**What is required:** Using the entries below, return word for word the lines from the one containing "If you could place a marker on the harbour" up to and including the last.
[Start]
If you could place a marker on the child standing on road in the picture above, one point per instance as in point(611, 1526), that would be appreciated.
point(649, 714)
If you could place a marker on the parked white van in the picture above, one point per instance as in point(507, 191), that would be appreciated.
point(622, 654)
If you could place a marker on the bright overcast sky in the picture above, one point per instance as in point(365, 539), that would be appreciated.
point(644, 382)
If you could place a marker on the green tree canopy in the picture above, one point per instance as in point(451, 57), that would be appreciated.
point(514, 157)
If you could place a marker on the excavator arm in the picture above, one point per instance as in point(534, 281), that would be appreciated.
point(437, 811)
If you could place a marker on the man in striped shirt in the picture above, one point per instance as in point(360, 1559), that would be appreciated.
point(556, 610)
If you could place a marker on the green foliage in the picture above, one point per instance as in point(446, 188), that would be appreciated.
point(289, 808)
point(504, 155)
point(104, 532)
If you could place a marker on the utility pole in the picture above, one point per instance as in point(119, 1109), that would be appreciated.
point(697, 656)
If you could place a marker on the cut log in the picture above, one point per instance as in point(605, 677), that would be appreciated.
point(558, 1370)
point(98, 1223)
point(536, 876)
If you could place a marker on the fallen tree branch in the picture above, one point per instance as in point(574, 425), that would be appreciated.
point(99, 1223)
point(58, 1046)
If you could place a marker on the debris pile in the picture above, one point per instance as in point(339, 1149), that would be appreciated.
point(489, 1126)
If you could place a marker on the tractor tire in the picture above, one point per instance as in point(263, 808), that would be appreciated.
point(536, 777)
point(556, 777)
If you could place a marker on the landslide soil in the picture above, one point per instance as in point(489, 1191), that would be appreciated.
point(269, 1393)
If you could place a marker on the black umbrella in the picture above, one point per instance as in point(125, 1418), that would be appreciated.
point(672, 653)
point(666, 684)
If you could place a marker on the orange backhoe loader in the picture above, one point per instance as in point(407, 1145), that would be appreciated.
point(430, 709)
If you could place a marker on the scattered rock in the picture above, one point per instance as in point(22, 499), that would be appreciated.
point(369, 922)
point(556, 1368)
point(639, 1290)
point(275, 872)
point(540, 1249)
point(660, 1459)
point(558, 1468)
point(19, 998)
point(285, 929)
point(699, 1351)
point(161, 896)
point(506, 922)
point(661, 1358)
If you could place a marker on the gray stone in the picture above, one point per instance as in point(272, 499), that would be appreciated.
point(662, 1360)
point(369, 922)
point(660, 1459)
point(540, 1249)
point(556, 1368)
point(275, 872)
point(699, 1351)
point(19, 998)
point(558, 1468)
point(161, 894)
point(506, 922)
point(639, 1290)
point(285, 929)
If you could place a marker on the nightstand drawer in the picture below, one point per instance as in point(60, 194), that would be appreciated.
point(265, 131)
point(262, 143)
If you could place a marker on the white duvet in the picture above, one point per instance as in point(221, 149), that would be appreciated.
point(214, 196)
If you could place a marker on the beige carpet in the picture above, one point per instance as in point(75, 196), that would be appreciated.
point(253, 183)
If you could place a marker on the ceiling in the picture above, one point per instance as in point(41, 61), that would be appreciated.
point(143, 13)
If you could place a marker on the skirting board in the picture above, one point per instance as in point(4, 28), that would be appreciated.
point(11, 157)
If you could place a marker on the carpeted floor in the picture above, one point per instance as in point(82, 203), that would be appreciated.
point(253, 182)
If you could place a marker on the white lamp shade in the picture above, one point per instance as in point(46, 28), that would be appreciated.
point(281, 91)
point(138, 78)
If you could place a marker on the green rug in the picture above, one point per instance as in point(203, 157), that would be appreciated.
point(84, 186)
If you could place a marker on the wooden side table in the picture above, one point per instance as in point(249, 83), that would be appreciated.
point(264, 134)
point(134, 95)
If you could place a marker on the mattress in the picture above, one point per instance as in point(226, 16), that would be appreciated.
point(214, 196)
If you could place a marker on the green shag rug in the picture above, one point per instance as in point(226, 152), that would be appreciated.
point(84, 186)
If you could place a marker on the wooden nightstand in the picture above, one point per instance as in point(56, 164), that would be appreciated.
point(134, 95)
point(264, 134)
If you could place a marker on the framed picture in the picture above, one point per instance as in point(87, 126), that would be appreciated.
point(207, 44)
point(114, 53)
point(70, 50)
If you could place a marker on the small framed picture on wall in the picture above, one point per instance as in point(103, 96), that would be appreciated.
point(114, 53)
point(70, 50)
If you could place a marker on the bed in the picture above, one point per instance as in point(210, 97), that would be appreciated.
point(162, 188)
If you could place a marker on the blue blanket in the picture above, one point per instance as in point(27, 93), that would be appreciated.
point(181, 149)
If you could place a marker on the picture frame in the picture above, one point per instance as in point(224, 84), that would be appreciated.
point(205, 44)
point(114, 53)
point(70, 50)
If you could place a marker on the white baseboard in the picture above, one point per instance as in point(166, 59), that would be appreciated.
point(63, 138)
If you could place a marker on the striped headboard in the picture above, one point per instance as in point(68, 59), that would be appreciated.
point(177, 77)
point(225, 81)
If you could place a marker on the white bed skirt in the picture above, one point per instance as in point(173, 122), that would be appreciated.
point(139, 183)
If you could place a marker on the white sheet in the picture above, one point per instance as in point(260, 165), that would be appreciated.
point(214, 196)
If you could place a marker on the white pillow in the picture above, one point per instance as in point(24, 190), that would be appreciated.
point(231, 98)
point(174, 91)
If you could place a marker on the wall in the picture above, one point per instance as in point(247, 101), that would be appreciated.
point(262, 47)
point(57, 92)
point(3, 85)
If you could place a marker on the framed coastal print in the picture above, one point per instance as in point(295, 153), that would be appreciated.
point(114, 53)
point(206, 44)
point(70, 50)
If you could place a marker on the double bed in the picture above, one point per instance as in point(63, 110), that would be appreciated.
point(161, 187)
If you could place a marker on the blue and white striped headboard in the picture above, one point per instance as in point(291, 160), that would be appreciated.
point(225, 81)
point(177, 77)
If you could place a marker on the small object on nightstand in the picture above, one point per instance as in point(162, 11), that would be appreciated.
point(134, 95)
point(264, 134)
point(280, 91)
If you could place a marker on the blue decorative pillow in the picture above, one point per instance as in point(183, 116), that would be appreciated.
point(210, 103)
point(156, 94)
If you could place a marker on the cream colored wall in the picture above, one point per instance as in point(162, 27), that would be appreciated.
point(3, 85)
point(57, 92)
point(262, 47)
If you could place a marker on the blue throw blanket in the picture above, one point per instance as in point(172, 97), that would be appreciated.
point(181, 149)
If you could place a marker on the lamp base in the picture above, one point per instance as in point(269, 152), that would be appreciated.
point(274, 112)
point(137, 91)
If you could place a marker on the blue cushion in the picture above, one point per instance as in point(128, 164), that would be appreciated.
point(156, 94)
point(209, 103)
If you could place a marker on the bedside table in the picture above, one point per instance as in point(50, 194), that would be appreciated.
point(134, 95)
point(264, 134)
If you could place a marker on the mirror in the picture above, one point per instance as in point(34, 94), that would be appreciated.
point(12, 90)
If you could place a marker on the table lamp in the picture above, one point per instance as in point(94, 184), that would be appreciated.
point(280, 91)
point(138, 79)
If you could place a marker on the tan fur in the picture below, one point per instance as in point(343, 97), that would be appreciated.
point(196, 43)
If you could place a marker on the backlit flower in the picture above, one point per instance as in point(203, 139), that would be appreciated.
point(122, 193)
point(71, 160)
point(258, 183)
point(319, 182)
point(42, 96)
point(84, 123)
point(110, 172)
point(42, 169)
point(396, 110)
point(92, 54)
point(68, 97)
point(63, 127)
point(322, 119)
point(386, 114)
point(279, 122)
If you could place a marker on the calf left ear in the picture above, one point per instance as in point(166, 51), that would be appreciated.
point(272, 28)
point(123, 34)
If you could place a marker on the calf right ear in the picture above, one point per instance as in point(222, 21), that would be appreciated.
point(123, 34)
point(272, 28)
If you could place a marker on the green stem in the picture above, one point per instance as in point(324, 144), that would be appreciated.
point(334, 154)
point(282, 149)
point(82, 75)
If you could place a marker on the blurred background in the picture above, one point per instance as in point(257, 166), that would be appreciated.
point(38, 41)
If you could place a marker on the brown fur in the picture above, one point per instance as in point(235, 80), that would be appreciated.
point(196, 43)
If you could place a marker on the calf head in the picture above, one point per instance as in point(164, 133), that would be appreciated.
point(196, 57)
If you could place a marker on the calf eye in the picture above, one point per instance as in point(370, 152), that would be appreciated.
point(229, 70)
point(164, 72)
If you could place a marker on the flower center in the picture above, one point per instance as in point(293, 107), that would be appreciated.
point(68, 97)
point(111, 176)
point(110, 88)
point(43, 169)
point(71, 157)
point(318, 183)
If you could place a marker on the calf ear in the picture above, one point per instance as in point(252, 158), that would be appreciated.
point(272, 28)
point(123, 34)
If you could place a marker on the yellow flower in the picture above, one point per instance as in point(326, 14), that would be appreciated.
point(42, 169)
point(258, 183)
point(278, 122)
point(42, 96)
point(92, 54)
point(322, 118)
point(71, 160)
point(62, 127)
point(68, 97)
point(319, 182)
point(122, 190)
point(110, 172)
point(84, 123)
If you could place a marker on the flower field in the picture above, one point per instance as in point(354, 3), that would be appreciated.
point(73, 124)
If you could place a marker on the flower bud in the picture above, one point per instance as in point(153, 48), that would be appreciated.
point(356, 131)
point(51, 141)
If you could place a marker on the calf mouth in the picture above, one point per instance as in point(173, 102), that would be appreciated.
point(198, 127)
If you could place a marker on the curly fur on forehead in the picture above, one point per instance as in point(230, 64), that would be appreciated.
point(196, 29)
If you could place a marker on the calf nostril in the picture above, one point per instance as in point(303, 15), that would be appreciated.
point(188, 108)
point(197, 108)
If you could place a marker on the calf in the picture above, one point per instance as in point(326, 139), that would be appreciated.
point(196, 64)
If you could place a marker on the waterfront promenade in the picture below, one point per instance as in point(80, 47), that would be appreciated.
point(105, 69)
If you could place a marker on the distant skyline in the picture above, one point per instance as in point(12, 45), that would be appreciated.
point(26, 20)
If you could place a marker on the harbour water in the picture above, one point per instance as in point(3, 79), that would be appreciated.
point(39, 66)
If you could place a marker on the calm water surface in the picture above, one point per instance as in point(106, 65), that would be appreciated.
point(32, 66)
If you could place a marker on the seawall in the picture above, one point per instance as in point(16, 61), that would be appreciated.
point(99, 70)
[End]
**Written reply:**
If you could place a marker on the harbour water in the picture above, one point per instance as in point(3, 79), that would be appreciated.
point(39, 66)
If you could place a marker on the calm water surface in the picture above, one point per instance as in point(106, 65), that would be appreciated.
point(32, 66)
If you could place a marker on the seawall in the picture above, one point per instance as in point(16, 61), that would be appreciated.
point(99, 70)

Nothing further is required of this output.